→ Excerpted text:

At 433 Collins Street, on a block bounded by Collins, William and Market Streets, and Flinders Lane, amidst Melbourne’s cathedrals of commerce, the gothic revival banks, with their carved stone and stained glass windows, there once stood an icon of modernism. Built in 1964, the National Mutual Building had 20 floors of office space, a retail area and a rooftop restaurant.
In front of it, the modernist architecture continued with a wide forecourt, with steps, concrete paver, and planters. Symbolic of the capitalism of the area, the Melbourne pub-rock band, Painters and Dockers, played “Die Yuppie! Die!” in the plaza. Also in the plaza, symbolic of implicit greed, were two statues celebrating the colonial establishment of Melbourne. The two figures were distanced, for neither were friends: John Batman and William Fawkner.

→ Set problem 1: Copy the passage about 433 Collins Street, beginning at the words "At 433 Collins" and stopping after "and William Fawkner.", and replace "plaza" with "square" each time it occurs.
The rows have no connection to the passage about 433 Collins Street.

→ Records to process:
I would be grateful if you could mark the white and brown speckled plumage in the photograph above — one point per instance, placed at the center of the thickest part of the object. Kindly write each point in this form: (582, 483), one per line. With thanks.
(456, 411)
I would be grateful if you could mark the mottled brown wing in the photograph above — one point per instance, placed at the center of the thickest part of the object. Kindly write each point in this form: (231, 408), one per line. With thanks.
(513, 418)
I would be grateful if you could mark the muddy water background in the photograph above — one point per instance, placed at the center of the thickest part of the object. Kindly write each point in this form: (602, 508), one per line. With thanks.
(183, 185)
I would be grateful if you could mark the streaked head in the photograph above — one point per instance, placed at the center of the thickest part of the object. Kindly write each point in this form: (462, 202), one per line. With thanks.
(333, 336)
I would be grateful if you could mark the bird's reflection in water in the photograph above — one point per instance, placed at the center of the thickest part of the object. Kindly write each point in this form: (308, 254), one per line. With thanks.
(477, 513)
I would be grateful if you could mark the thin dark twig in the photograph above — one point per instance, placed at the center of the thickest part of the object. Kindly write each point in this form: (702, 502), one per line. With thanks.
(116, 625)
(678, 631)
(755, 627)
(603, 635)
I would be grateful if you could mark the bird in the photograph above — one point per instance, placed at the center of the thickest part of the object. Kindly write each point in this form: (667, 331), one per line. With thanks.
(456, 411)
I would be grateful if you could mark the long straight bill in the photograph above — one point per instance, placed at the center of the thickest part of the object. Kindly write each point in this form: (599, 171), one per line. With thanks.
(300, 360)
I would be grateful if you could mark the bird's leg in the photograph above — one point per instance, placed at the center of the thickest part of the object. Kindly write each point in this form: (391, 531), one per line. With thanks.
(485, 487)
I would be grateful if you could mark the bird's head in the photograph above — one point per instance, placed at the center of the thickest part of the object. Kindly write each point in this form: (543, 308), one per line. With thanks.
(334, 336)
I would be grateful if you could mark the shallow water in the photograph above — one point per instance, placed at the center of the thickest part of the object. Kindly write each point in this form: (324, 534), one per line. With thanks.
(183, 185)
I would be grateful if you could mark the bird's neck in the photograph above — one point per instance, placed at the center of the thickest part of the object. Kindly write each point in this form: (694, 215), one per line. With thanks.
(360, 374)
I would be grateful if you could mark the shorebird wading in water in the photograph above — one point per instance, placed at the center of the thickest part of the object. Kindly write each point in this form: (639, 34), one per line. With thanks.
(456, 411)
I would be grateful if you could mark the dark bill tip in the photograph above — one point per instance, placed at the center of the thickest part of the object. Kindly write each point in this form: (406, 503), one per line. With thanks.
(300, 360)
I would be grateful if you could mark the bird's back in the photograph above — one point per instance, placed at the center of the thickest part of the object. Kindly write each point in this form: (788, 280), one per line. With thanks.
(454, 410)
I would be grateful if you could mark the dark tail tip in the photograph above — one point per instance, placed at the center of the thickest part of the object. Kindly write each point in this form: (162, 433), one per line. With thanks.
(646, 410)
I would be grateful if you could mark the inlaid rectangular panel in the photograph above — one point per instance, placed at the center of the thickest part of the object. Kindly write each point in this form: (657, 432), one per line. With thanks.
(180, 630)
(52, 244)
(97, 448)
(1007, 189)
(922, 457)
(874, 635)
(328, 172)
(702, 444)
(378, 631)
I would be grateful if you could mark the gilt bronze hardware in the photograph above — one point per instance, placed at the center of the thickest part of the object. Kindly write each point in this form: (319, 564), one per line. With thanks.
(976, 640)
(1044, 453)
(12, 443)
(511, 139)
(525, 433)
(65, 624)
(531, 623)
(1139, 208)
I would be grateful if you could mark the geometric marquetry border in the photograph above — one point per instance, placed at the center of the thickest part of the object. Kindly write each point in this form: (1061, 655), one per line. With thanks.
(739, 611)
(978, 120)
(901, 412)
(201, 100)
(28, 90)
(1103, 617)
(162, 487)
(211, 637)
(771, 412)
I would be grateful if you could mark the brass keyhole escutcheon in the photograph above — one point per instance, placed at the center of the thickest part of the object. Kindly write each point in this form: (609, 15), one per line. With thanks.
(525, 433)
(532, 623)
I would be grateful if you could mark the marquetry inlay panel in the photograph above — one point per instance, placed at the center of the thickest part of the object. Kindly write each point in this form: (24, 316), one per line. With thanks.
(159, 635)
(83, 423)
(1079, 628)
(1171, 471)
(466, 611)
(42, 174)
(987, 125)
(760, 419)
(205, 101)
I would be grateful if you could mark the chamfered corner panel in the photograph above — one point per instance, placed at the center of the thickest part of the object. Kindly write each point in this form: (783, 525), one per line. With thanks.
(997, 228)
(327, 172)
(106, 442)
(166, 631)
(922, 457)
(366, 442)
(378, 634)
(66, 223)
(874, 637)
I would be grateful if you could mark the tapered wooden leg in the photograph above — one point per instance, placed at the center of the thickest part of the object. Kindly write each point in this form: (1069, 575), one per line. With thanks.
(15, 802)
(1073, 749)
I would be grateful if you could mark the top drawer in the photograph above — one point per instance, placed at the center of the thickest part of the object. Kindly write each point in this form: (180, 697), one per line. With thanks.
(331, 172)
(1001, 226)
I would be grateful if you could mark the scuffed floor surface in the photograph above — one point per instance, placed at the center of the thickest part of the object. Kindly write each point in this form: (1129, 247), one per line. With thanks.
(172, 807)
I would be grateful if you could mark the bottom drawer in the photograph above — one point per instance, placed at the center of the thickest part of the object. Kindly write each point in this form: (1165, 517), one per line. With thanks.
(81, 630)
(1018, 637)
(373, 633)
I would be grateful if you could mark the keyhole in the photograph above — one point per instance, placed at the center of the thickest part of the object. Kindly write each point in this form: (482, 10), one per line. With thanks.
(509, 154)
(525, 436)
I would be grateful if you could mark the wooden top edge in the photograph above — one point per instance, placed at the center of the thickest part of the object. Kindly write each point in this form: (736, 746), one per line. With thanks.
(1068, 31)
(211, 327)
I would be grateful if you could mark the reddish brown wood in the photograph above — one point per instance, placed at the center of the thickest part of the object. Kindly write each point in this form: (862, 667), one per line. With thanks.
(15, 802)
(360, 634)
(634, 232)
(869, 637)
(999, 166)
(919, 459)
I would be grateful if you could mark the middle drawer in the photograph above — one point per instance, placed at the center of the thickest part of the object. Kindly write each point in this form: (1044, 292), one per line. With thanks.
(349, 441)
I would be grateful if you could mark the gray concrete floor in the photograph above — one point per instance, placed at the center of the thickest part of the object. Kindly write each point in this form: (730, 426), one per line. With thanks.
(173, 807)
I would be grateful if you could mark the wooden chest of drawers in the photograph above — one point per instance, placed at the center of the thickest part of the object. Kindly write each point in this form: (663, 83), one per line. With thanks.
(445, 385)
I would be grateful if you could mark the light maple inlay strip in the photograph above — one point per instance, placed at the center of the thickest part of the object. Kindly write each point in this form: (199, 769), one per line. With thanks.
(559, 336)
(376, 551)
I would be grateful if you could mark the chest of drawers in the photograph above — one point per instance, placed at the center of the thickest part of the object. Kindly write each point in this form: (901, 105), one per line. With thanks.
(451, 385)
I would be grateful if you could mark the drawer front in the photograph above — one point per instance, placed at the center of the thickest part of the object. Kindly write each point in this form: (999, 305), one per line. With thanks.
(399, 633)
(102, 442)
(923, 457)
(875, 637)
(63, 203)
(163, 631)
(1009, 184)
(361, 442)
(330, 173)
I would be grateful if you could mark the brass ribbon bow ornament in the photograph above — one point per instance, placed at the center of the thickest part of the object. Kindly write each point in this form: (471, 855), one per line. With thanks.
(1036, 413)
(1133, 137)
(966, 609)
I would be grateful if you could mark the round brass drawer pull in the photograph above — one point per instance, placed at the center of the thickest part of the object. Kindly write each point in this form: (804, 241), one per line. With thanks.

→ Set problem 2: Copy every line of the rows that contains the word "chest", and treat case as significant.

→ Worked answer 1:
At 433 Collins Street, on a block bounded by Collins, William and Market Streets, and Flinders Lane, amidst Melbourne’s cathedrals of commerce, the gothic revival banks, with their carved stone and stained glass windows, there once stood an icon of modernism. Built in 1964, the National Mutual Building had 20 floors of office space, a retail area and a rooftop restaurant.
In front of it, the modernist architecture continued with a wide forecourt, with steps, concrete paver, and planters. Symbolic of the capitalism of the area, the Melbourne pub-rock band, Painters and Dockers, played “Die Yuppie! Die!” in the square. Also in the square, symbolic of implicit greed, were two statues celebrating the colonial establishment of Melbourne. The two figures were distanced, for neither were friends: John Batman and William Fawkner.

→ Worked answer 2:
I would be grateful if you could mark the wooden chest of drawers in the photograph above — one point per instance, placed at the center of the thickest part of the object. Kindly write each point in this form: (663, 83), one per line. With thanks.
I would be grateful if you could mark the chest of drawers in the photograph above — one point per instance, placed at the center of the thickest part of the object. Kindly write each point in this form: (901, 105), one per line. With thanks.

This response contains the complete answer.